| What you will do |
Lines containing the word "block" are to be copied from the data below.

| Records for the exercise |
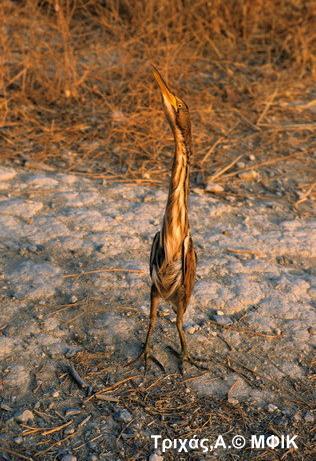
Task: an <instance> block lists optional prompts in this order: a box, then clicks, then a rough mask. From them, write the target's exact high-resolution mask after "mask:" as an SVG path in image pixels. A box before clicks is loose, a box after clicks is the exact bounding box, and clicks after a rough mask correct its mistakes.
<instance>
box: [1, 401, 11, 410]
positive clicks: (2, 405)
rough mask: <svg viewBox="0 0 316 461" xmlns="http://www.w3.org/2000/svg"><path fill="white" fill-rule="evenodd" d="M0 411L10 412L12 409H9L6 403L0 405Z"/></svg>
mask: <svg viewBox="0 0 316 461" xmlns="http://www.w3.org/2000/svg"><path fill="white" fill-rule="evenodd" d="M0 410H3V411H12V408H11V407H9V405H7V404H6V403H1V404H0Z"/></svg>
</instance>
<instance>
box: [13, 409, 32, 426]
mask: <svg viewBox="0 0 316 461" xmlns="http://www.w3.org/2000/svg"><path fill="white" fill-rule="evenodd" d="M33 419H34V415H33V413H32V412H31V411H30V410H24V411H23V412H22V413H18V414H17V415H16V416H15V420H16V422H18V423H24V424H25V423H27V422H28V421H33Z"/></svg>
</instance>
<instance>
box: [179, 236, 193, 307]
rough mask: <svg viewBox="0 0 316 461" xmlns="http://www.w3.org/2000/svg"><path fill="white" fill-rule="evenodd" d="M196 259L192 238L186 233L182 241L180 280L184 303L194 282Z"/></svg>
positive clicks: (186, 298) (192, 287) (186, 300)
mask: <svg viewBox="0 0 316 461" xmlns="http://www.w3.org/2000/svg"><path fill="white" fill-rule="evenodd" d="M196 261H197V257H196V252H195V250H194V247H193V241H192V238H191V236H190V235H187V236H186V238H185V239H184V241H183V251H182V280H183V286H184V291H185V299H186V303H188V302H189V299H190V296H191V293H192V289H193V286H194V282H195V273H196Z"/></svg>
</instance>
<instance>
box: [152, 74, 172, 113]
mask: <svg viewBox="0 0 316 461" xmlns="http://www.w3.org/2000/svg"><path fill="white" fill-rule="evenodd" d="M152 67H153V74H154V77H155V80H156V82H157V83H158V85H159V88H160V91H161V94H162V97H163V98H164V100H165V101H167V102H168V103H169V104H171V106H172V107H173V108H174V109H177V100H176V98H175V96H174V95H173V94H172V93H171V91H170V90H169V88H168V86H167V84H166V82H165V81H164V79H163V78H162V76H161V75H160V73H159V71H158V69H156V67H155V66H152Z"/></svg>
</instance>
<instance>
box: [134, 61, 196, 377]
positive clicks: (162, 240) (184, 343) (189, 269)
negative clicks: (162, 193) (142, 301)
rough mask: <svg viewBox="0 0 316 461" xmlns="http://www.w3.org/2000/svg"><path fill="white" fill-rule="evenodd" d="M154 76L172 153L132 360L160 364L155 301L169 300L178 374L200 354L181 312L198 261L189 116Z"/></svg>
mask: <svg viewBox="0 0 316 461" xmlns="http://www.w3.org/2000/svg"><path fill="white" fill-rule="evenodd" d="M153 76H154V78H155V80H156V82H157V84H158V87H159V89H160V93H161V96H162V104H163V108H164V111H165V115H166V118H167V120H168V122H169V125H170V127H171V130H172V133H173V137H174V142H175V152H174V158H173V164H172V169H171V178H170V184H169V193H168V199H167V204H166V208H165V212H164V216H163V220H162V226H161V230H160V231H159V232H157V233H156V235H155V237H154V239H153V242H152V247H151V252H150V261H149V271H150V277H151V281H152V284H151V291H150V319H149V326H148V330H147V336H146V340H145V346H144V349H143V351H142V352H141V354H140V355H139V356H138V357H137V358H136V359H135V360H137V359H139V358H140V357H142V356H143V357H144V359H145V370H146V369H147V364H148V361H149V360H150V359H152V360H153V361H154V362H156V363H158V364H159V365H161V364H160V362H159V361H158V360H157V359H156V358H155V357H154V356H153V354H152V334H153V331H154V329H155V326H156V324H157V315H158V307H159V303H160V301H161V299H163V300H166V301H168V302H170V303H171V304H172V307H173V310H174V312H175V313H176V326H177V330H178V334H179V338H180V344H181V358H182V361H181V364H180V367H181V371H182V373H183V370H184V367H185V363H186V362H190V363H191V364H193V365H195V366H197V367H199V368H203V367H201V366H200V365H199V363H198V361H197V360H201V359H196V358H194V357H193V356H191V355H190V354H189V351H188V345H187V341H186V337H185V333H184V329H183V321H184V320H183V317H184V313H185V311H186V309H187V307H188V304H189V301H190V297H191V293H192V290H193V286H194V283H195V277H196V265H197V255H196V251H195V249H194V245H193V240H192V237H191V231H190V224H189V212H188V206H189V204H188V201H189V189H190V162H191V157H192V135H191V120H190V113H189V108H188V106H187V104H186V103H185V102H184V100H183V99H181V98H180V97H179V96H176V95H175V94H174V93H172V92H171V90H170V89H169V87H168V86H167V84H166V82H165V80H164V79H163V78H162V76H161V74H160V72H159V71H158V69H157V68H156V67H154V66H153ZM135 360H133V362H134V361H135ZM162 368H163V366H162Z"/></svg>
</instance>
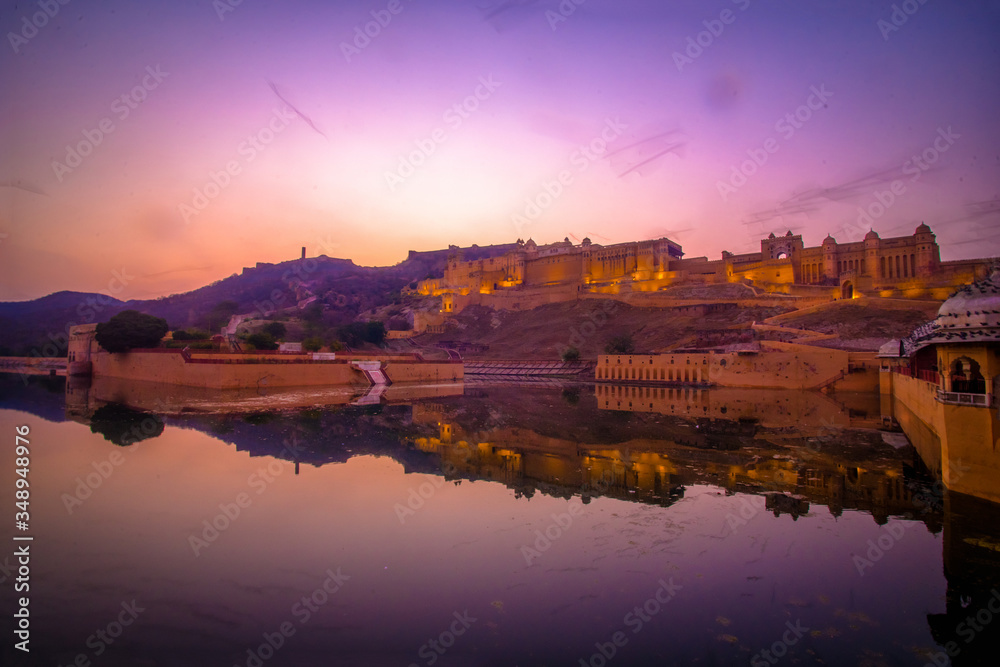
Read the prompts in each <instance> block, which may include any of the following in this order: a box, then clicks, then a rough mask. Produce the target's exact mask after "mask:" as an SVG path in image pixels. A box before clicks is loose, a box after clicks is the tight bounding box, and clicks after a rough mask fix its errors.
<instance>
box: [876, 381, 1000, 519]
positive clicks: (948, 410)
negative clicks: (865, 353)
mask: <svg viewBox="0 0 1000 667" xmlns="http://www.w3.org/2000/svg"><path fill="white" fill-rule="evenodd" d="M892 384H893V390H894V400H893V416H895V418H896V421H897V422H899V425H900V426H901V427H902V429H903V432H904V433H905V434H906V437H907V438H909V440H910V442H912V443H913V445H914V447H916V448H917V451H918V452H919V453H920V455H921V457H922V458H923V459H924V461H925V462H926V463H927V465H928V467H931V468H934V467H938V466H939V467H940V470H941V479H942V480H943V481H944V483H945V485H946V486H947V487H948V488H949V489H951V490H953V491H958V492H959V493H965V494H968V495H974V496H978V497H980V498H986V499H987V500H991V501H993V502H1000V484H997V478H998V475H1000V440H998V435H1000V424H998V421H997V412H996V407H992V408H979V407H971V406H965V405H950V404H945V403H941V402H939V401H938V400H937V399H936V396H937V389H938V388H937V385H934V384H932V383H930V382H925V381H924V380H921V379H919V378H912V377H907V376H905V375H900V374H894V375H893V378H892Z"/></svg>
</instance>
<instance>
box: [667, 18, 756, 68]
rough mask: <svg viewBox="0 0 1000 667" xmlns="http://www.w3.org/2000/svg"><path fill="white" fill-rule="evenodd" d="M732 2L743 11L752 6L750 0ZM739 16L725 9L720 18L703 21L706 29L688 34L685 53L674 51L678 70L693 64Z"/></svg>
mask: <svg viewBox="0 0 1000 667" xmlns="http://www.w3.org/2000/svg"><path fill="white" fill-rule="evenodd" d="M732 2H733V4H734V5H736V6H738V7H739V8H740V11H741V12H743V11H746V10H747V7H749V6H750V0H732ZM737 16H738V14H736V13H735V12H734V11H733V10H731V9H723V10H722V11H721V12H719V18H717V19H705V20H704V21H702V22H701V24H702V25H703V26H705V29H704V30H702V31H701V32H699V33H698V34H696V35H695V36H693V37H691V36H688V39H687V46H686V47H685V49H684V53H681V52H680V51H674V52H673V54H672V57H673V59H674V65H676V66H677V71H678V72H683V71H684V66H685V65H693V64H694V61H695V60H697V59H698V58H700V57H701V56H702V54H703V53H705V51H706V50H707V49H708V48H709V47H711V46H712V44H714V43H715V40H717V39H718V38H719V37H721V36H722V33H723V32H725V30H726V26H727V25H732V24H733V23H735V22H736V17H737Z"/></svg>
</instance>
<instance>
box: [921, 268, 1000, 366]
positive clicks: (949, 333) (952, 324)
mask: <svg viewBox="0 0 1000 667" xmlns="http://www.w3.org/2000/svg"><path fill="white" fill-rule="evenodd" d="M929 324H930V325H931V326H929V327H927V329H925V330H924V331H923V332H921V333H923V335H918V334H917V332H914V334H915V335H913V336H911V339H912V341H913V343H914V344H915V345H916V346H917V347H923V346H924V345H929V344H931V343H975V342H983V341H997V342H1000V271H994V272H993V274H992V275H990V276H989V277H988V278H985V279H983V280H980V281H978V282H975V283H973V284H971V285H966V286H965V287H963V288H961V289H959V290H958V291H957V292H955V293H954V294H953V295H951V297H949V298H948V300H947V301H945V302H944V303H943V304H941V308H940V309H938V316H937V318H936V319H935V320H934V321H933V322H932V323H929ZM925 326H926V325H925Z"/></svg>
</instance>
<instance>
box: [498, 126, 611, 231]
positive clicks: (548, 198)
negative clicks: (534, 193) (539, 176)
mask: <svg viewBox="0 0 1000 667" xmlns="http://www.w3.org/2000/svg"><path fill="white" fill-rule="evenodd" d="M627 129H628V125H626V124H625V123H623V122H621V120H620V119H619V118H617V117H616V118H615V119H614V120H612V119H610V118H606V119H604V127H603V128H601V131H600V133H599V134H598V135H597V136H596V137H594V138H593V139H591V140H590V141H588V142H587V143H586V144H582V145H580V146H578V147H577V148H576V150H574V151H573V152H572V153H570V156H569V166H568V167H567V168H565V169H561V170H559V172H558V173H557V174H556V177H555V178H554V179H553V180H551V181H542V182H541V184H540V185H541V188H540V191H539V192H538V193H536V194H535V195H534V196H529V197H527V198H525V200H524V209H523V210H522V211H521V212H520V213H514V214H513V215H511V218H510V219H511V222H512V223H513V224H514V229H516V230H517V235H518V236H523V235H524V234H523V231H524V228H525V227H527V226H528V225H529V224H531V223H532V222H534V221H536V220H538V218H540V217H541V215H542V213H544V212H545V211H546V210H548V208H549V207H551V206H552V204H554V203H555V201H556V200H557V199H559V197H561V196H562V194H563V192H565V191H566V188H568V187H569V186H571V185H572V184H573V180H574V179H575V174H582V173H583V172H585V171H586V170H587V168H588V167H589V166H590V164H591V163H592V162H594V161H596V160H598V159H600V158H601V156H603V155H604V154H605V153H607V152H608V146H609V144H611V143H613V142H614V141H615V140H616V139H618V137H620V136H622V134H623V133H624V132H625V130H627ZM574 172H575V173H574Z"/></svg>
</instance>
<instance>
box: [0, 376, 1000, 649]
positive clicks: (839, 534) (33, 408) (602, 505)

| Task output |
Task: an <instance> block lists optional prompts in this order: a box, then clicks, then a rough mask. From them, write the target's exact high-resolution mask after "mask:" as an SVG path in image pixels. A box before clicks is loose, a box after clicks is the exact bounding box, and clicks after a rough mask correct its mistakes.
Read the prompts in each <instance> block, which may include any of the following in this order: a box, then clicks, then a rough mask. Produce the target's exact mask after "mask:" as an SVG path in image pixels. A box before clicks is loose, a box after clicks is the tight bounding box, and clicks after a rough mask fix its errors.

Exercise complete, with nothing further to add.